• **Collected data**
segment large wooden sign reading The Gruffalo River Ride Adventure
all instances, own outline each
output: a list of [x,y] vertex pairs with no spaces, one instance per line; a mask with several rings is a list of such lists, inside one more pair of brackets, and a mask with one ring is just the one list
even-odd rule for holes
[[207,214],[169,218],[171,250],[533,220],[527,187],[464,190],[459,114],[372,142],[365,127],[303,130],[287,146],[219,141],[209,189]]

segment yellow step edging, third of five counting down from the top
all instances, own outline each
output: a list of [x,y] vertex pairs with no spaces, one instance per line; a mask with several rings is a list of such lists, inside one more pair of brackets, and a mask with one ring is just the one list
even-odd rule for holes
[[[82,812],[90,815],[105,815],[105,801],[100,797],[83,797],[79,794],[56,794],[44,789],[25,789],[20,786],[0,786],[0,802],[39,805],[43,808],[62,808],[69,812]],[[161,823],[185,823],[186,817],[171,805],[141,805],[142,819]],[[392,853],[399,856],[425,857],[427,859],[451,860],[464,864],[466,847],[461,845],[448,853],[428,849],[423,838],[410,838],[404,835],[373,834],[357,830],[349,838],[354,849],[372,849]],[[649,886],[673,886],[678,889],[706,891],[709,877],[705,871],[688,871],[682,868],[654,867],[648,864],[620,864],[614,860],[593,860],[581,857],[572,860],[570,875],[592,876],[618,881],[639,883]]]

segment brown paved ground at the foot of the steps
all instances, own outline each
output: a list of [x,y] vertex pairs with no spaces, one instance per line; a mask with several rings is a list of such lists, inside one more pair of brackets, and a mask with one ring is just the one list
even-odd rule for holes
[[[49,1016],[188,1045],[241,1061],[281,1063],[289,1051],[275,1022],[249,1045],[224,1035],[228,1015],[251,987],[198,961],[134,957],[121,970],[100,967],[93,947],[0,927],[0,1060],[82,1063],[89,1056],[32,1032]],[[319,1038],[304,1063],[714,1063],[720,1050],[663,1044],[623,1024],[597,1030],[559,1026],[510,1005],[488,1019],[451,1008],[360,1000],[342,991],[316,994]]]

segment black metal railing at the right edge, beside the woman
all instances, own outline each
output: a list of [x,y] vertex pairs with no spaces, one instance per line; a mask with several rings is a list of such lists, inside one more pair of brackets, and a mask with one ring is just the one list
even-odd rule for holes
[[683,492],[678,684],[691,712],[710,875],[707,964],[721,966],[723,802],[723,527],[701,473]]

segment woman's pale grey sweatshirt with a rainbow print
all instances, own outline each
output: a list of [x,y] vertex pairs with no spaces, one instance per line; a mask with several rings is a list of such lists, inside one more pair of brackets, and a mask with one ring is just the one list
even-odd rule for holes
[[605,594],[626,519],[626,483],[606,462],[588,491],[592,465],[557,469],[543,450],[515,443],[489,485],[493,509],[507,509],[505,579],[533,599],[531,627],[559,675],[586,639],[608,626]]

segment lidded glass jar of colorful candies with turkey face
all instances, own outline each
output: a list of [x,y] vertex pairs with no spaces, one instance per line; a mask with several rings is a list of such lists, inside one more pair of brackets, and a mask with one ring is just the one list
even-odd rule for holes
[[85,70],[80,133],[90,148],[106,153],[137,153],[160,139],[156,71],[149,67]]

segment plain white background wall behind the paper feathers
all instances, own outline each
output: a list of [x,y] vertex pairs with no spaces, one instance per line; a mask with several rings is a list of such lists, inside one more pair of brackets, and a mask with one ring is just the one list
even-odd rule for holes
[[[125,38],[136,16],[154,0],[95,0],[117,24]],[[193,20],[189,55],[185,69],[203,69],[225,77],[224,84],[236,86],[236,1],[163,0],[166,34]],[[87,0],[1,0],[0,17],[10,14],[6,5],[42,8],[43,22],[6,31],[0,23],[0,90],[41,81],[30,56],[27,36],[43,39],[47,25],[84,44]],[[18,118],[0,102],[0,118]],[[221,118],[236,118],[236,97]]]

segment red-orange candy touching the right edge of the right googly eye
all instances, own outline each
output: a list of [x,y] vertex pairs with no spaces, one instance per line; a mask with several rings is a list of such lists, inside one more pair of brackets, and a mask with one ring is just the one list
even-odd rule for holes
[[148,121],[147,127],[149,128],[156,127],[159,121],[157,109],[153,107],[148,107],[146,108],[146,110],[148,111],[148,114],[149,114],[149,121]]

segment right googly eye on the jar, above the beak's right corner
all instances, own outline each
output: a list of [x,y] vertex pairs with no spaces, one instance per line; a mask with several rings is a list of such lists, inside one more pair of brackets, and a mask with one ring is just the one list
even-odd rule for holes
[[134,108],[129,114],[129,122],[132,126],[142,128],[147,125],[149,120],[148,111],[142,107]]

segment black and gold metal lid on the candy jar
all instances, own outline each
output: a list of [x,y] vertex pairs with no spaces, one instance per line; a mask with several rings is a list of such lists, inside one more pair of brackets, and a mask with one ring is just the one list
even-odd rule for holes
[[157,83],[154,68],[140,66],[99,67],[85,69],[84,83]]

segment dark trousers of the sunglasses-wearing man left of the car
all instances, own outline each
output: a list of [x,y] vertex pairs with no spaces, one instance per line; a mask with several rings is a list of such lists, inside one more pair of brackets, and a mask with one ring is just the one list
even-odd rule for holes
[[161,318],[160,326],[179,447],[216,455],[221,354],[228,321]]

• **Exercise instructions**
Check each line of the entries, and copy the ones that contain "right".

• **Reply to the task**
segment black metal railing at the right edge, beside the woman
segment red-orange candy touching the right edge of the right googly eye
segment right googly eye on the jar, above the beak's right corner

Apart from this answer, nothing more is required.